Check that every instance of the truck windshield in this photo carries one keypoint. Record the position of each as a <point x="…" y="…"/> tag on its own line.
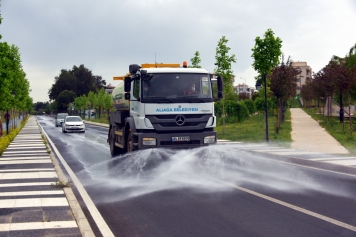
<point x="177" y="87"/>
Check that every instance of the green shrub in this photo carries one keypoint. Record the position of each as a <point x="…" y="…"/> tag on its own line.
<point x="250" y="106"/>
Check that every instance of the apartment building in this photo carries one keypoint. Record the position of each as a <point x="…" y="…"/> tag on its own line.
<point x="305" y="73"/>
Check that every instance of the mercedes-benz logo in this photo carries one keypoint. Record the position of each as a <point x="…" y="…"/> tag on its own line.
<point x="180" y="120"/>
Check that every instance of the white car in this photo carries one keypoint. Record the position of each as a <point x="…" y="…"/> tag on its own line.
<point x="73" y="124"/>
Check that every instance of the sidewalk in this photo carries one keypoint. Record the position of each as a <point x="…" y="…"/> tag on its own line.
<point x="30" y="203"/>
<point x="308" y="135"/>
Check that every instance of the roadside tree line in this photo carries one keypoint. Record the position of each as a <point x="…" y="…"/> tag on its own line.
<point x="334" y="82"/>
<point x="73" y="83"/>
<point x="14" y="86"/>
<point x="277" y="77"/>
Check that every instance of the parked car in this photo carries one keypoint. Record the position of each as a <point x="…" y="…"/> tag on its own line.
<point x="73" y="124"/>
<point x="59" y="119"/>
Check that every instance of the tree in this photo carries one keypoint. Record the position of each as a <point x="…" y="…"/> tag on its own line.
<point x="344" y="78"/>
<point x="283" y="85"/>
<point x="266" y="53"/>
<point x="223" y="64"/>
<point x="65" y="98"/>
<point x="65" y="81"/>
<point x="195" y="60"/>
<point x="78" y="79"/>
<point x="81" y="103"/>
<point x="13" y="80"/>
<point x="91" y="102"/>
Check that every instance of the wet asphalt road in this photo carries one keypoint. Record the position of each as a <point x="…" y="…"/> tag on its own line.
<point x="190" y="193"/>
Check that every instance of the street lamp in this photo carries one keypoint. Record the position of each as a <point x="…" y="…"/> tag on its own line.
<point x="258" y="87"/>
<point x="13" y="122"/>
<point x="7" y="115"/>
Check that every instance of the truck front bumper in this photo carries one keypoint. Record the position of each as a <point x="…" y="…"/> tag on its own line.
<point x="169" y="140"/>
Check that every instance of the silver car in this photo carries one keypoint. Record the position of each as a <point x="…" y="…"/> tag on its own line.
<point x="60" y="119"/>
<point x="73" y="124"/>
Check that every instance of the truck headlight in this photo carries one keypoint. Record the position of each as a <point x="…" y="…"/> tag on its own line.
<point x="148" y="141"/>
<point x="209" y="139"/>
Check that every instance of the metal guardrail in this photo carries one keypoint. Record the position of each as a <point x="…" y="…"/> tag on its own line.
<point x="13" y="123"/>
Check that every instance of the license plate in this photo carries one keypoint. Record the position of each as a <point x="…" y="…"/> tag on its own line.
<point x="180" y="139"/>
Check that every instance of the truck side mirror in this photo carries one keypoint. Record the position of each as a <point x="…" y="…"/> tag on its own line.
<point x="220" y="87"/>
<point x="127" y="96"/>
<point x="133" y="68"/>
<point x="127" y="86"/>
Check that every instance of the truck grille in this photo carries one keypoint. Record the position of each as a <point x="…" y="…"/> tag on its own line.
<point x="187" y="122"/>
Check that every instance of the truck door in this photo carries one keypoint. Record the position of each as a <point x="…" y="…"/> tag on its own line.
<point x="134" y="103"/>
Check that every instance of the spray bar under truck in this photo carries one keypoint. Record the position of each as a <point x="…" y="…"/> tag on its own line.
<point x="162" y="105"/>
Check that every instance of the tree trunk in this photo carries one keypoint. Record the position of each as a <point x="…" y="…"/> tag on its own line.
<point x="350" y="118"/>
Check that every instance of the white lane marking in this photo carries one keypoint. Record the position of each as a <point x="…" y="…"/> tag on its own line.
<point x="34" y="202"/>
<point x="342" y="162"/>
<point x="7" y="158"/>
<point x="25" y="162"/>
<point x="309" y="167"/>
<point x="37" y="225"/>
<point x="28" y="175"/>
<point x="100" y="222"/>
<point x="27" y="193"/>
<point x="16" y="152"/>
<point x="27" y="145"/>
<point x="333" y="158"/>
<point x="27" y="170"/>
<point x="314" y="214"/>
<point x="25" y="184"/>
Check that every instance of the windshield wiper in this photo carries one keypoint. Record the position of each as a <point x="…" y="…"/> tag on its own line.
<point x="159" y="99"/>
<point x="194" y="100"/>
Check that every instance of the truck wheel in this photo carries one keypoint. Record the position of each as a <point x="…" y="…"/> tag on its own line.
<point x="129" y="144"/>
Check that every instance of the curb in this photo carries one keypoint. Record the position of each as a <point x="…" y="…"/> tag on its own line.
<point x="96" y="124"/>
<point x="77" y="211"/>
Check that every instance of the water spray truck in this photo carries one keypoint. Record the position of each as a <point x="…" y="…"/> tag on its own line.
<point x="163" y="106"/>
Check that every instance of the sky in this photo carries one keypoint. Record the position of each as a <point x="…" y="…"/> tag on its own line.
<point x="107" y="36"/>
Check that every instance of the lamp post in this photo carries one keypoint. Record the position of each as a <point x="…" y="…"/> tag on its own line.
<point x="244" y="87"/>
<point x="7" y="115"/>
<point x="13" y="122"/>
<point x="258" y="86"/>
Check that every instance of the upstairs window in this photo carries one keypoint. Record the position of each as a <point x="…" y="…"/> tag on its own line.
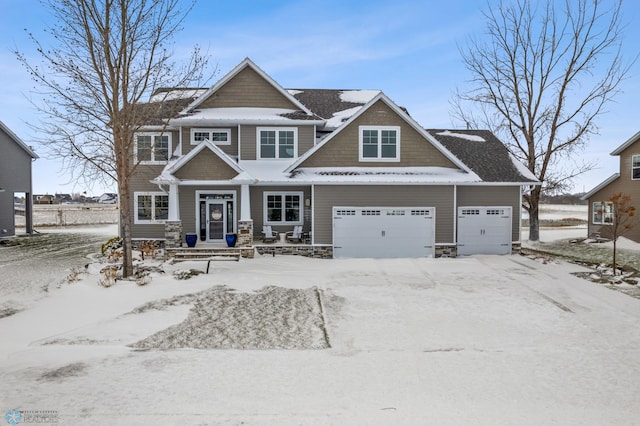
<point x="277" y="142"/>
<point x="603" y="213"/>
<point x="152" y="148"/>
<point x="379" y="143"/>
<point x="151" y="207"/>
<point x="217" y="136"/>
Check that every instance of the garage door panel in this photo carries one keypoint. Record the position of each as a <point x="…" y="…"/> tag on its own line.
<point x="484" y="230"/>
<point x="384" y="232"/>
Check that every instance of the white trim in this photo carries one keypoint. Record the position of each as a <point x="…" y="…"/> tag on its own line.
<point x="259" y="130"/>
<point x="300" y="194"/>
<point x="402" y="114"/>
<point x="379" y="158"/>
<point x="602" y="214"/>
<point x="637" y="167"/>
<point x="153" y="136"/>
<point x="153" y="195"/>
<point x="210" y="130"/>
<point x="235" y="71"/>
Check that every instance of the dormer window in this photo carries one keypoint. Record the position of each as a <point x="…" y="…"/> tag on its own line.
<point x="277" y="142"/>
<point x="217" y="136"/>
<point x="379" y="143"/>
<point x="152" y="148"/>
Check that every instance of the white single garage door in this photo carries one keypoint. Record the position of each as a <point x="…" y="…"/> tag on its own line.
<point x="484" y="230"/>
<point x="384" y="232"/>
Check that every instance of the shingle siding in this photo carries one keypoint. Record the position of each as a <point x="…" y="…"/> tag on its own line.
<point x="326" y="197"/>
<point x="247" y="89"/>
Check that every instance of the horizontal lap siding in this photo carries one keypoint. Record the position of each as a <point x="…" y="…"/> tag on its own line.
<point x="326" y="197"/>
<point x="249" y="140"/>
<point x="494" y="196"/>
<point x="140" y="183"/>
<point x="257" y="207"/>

::::

* GOAL OF THE EXERCISE *
Copy, without any change, the run of lines from the one with "Check that every instance of the horizontal" through the end of the entries above.

* THE ANSWER *
Check that every instance of the horizontal lap siding in this photo carries one keypoint. Record the position of each as a <point x="…" y="…"/> tag on its own line.
<point x="326" y="197"/>
<point x="249" y="140"/>
<point x="494" y="196"/>
<point x="140" y="183"/>
<point x="257" y="207"/>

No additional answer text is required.